### REQUIREMENT
Which lines of the records below contain the string "necktie"? Report each of them.

### Images for object localization
================================

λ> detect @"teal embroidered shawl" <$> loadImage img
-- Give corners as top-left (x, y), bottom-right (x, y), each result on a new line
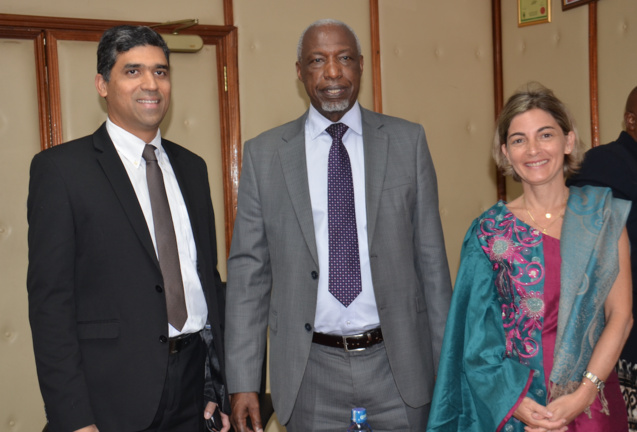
top-left (426, 186), bottom-right (630, 431)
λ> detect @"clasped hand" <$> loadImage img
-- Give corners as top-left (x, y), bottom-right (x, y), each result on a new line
top-left (514, 385), bottom-right (597, 432)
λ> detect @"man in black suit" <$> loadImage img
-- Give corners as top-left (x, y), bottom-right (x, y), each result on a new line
top-left (27, 25), bottom-right (229, 432)
top-left (568, 86), bottom-right (637, 430)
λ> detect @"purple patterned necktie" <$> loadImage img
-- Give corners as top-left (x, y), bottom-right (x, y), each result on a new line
top-left (326, 123), bottom-right (362, 307)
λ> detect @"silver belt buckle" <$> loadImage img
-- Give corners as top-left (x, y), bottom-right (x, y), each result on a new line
top-left (343, 332), bottom-right (367, 352)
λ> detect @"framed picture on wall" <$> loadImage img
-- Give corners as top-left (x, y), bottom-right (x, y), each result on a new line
top-left (518, 0), bottom-right (551, 27)
top-left (562, 0), bottom-right (596, 11)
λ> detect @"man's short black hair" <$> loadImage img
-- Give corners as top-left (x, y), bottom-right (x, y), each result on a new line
top-left (97, 25), bottom-right (170, 82)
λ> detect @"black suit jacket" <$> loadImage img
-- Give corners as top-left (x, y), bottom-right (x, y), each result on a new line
top-left (568, 131), bottom-right (637, 360)
top-left (27, 123), bottom-right (226, 432)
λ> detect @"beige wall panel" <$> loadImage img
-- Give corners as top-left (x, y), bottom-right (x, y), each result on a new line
top-left (56, 40), bottom-right (227, 279)
top-left (2, 0), bottom-right (225, 25)
top-left (501, 0), bottom-right (590, 201)
top-left (379, 0), bottom-right (496, 279)
top-left (0, 38), bottom-right (46, 431)
top-left (597, 0), bottom-right (637, 145)
top-left (162, 47), bottom-right (227, 280)
top-left (234, 0), bottom-right (372, 146)
top-left (58, 40), bottom-right (107, 141)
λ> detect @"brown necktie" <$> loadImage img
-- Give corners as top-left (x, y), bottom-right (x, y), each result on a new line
top-left (142, 144), bottom-right (188, 331)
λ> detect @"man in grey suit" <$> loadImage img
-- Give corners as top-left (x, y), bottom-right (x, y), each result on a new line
top-left (225, 19), bottom-right (452, 432)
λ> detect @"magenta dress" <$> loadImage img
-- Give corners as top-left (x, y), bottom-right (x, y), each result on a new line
top-left (542, 235), bottom-right (628, 431)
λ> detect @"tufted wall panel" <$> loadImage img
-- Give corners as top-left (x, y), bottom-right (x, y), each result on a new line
top-left (598, 0), bottom-right (637, 144)
top-left (378, 0), bottom-right (496, 280)
top-left (1, 0), bottom-right (225, 26)
top-left (0, 37), bottom-right (44, 431)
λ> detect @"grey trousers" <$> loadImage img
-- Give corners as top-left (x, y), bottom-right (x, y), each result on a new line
top-left (285, 341), bottom-right (430, 432)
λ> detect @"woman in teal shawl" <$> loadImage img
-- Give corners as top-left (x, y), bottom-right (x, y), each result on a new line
top-left (427, 83), bottom-right (633, 432)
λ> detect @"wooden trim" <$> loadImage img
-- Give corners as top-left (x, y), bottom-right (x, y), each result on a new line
top-left (34, 32), bottom-right (51, 150)
top-left (224, 0), bottom-right (234, 26)
top-left (562, 0), bottom-right (596, 11)
top-left (44, 31), bottom-right (63, 147)
top-left (0, 28), bottom-right (51, 150)
top-left (492, 0), bottom-right (506, 201)
top-left (369, 0), bottom-right (383, 113)
top-left (216, 27), bottom-right (242, 257)
top-left (588, 2), bottom-right (600, 147)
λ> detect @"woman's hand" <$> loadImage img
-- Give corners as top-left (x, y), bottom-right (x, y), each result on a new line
top-left (543, 381), bottom-right (598, 427)
top-left (513, 397), bottom-right (567, 431)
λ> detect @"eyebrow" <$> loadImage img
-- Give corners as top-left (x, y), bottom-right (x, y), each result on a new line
top-left (123, 63), bottom-right (169, 69)
top-left (306, 47), bottom-right (356, 57)
top-left (507, 125), bottom-right (557, 141)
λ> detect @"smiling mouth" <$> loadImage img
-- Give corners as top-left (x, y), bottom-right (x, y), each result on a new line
top-left (137, 99), bottom-right (160, 104)
top-left (526, 160), bottom-right (548, 167)
top-left (322, 87), bottom-right (347, 97)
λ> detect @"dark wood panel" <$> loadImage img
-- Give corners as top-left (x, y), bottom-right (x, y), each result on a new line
top-left (369, 0), bottom-right (382, 114)
top-left (589, 2), bottom-right (600, 147)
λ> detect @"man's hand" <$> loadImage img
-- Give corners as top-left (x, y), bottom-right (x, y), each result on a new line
top-left (204, 401), bottom-right (230, 432)
top-left (230, 392), bottom-right (263, 432)
top-left (513, 397), bottom-right (567, 432)
top-left (73, 426), bottom-right (99, 432)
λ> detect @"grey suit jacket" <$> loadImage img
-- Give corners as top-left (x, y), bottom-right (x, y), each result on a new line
top-left (225, 106), bottom-right (452, 424)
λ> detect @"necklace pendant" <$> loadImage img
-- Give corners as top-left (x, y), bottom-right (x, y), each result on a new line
top-left (545, 212), bottom-right (552, 219)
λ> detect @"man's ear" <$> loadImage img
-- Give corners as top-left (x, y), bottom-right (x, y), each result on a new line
top-left (625, 111), bottom-right (636, 131)
top-left (95, 74), bottom-right (108, 98)
top-left (296, 62), bottom-right (303, 82)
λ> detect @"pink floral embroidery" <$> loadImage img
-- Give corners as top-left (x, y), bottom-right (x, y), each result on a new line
top-left (520, 291), bottom-right (544, 320)
top-left (479, 205), bottom-right (545, 364)
top-left (486, 236), bottom-right (520, 263)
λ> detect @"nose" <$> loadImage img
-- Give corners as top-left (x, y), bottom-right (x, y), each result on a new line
top-left (323, 58), bottom-right (343, 80)
top-left (140, 71), bottom-right (159, 91)
top-left (526, 138), bottom-right (539, 155)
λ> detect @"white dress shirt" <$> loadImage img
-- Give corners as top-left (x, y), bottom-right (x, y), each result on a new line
top-left (106, 119), bottom-right (207, 337)
top-left (305, 102), bottom-right (381, 335)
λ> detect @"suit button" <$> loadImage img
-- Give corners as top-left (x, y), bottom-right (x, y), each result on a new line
top-left (155, 285), bottom-right (163, 293)
top-left (311, 271), bottom-right (318, 279)
top-left (159, 335), bottom-right (168, 343)
top-left (305, 323), bottom-right (312, 332)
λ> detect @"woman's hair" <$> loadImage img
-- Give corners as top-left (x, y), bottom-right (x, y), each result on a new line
top-left (493, 82), bottom-right (584, 181)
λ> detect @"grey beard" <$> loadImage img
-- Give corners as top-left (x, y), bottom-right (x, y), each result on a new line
top-left (321, 100), bottom-right (350, 113)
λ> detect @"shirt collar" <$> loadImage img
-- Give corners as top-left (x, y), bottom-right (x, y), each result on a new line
top-left (307, 101), bottom-right (362, 140)
top-left (106, 118), bottom-right (163, 166)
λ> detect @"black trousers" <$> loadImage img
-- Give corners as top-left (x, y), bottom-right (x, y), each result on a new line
top-left (143, 334), bottom-right (205, 432)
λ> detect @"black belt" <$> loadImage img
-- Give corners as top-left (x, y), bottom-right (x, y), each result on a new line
top-left (168, 331), bottom-right (199, 355)
top-left (312, 328), bottom-right (383, 351)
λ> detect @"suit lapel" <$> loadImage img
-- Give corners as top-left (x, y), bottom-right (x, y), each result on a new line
top-left (361, 108), bottom-right (388, 250)
top-left (278, 114), bottom-right (320, 266)
top-left (93, 124), bottom-right (159, 269)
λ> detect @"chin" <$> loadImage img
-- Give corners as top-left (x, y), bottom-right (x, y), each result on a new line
top-left (321, 100), bottom-right (351, 113)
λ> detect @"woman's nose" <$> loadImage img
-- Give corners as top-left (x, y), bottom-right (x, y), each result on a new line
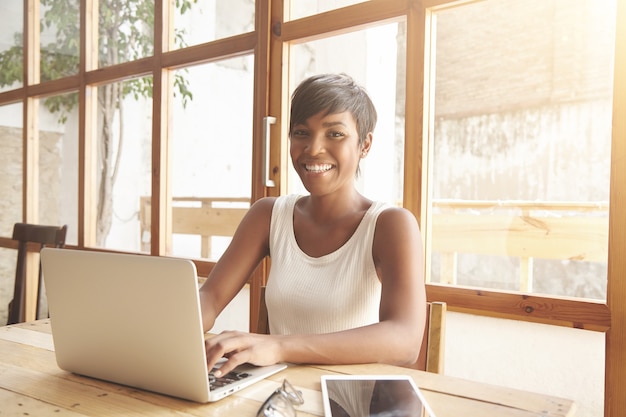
top-left (305, 134), bottom-right (324, 155)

================================

### RESPONSE
λ> detect @"purple patterned necktie" <$> loadImage img
λ> detect @"brown necktie" <$> loadImage img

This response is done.